◆ TASK BRIEF ◆
Copy every record below exactly.

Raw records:
START

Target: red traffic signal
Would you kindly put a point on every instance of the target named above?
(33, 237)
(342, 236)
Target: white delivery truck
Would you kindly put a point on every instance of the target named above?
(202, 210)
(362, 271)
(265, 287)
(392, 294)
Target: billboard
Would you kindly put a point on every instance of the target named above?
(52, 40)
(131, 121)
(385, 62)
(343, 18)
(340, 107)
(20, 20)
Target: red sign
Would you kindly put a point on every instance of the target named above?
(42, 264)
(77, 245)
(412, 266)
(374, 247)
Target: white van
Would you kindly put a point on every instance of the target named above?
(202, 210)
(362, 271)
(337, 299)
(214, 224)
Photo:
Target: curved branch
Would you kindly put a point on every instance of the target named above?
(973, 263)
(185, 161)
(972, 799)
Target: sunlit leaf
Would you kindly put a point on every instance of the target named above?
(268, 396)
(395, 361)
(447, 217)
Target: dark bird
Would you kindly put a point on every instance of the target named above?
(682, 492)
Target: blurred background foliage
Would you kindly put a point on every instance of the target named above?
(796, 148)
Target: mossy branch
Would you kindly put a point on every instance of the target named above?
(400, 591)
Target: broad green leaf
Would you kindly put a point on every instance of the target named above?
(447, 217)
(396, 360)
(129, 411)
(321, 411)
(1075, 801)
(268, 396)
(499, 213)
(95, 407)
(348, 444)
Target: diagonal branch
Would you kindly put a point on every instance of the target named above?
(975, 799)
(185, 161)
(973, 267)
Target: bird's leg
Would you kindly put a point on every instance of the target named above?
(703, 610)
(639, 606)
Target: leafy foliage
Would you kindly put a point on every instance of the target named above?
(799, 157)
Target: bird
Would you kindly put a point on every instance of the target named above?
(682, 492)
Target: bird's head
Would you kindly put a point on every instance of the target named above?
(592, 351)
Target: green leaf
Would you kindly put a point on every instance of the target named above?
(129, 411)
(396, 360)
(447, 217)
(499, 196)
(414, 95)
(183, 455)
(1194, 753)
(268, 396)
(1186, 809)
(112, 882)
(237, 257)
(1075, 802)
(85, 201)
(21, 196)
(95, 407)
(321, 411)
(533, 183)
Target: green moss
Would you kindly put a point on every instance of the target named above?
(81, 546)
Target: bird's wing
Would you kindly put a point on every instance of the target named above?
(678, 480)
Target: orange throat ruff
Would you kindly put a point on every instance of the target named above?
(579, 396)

END

◆ FULL SOLUTION ◆
Target: red traffic signal
Would you kindly put a point on every instance of the target named above?
(33, 237)
(342, 236)
Target: white delivery truck
Would you kindly put a point on every instance of the target named above?
(202, 210)
(362, 271)
(265, 287)
(392, 294)
Target: billboard
Would you kindly put a point on every instance of the target named above?
(52, 40)
(131, 121)
(385, 62)
(343, 18)
(340, 107)
(20, 20)
Target: red sign
Would you kindly put a point on every instance of the target named above?
(42, 264)
(77, 245)
(412, 266)
(374, 247)
Target: white van
Would you kindly put a point on every instance of the target named above?
(202, 210)
(362, 271)
(337, 299)
(214, 224)
Photo:
Target: curved branch
Would you kindly put a point on every instance of the target named above?
(973, 263)
(185, 161)
(972, 799)
Target: sunlit leaf
Would you kindly put a point on every instance of the target named above?
(268, 396)
(395, 361)
(447, 217)
Target: dark bird
Would you kindly put a point on every instance of the target named above?
(682, 492)
Target: blurred background foliage
Would you kindly put a point on every instance of the target named above?
(796, 148)
Target: mossy branch
Would you kindly put a point on every instance of the target named above?
(400, 591)
Target: broad green leaf
Would you kindly put a point on every instance of the target named above?
(447, 217)
(396, 360)
(129, 411)
(321, 411)
(1075, 801)
(268, 396)
(499, 213)
(95, 407)
(348, 444)
Target: diagonal branch
Would you kindly put a point on every instance of the target named above?
(975, 799)
(185, 161)
(973, 267)
Target: bird's leg
Would you kindly put a point on every instance of the target named above?
(703, 610)
(639, 606)
Target: leafy foliage
Would you kindly put a point on every instance of the target named above?
(799, 157)
Target: bird
Would you kindly put a point on every instance of the target named above?
(682, 492)
Target: bird's head
Would you kindly put a point on every instance of the target named above?
(592, 351)
Target: green leaf
Would you kindly put a point on every instance of the target named above?
(129, 411)
(396, 360)
(447, 217)
(499, 196)
(414, 95)
(183, 455)
(1194, 753)
(268, 396)
(1186, 809)
(112, 882)
(237, 257)
(1075, 802)
(85, 201)
(21, 196)
(95, 407)
(321, 411)
(533, 183)
Target: green moss
Would you kindly put a point on every instance of the target named above?
(81, 546)
Target: bird's wing
Would you kindly put a point on every instance of the target named above?
(678, 480)
Target: orange throat ruff
Would you kindly put a point on every instance of the target named above?
(579, 396)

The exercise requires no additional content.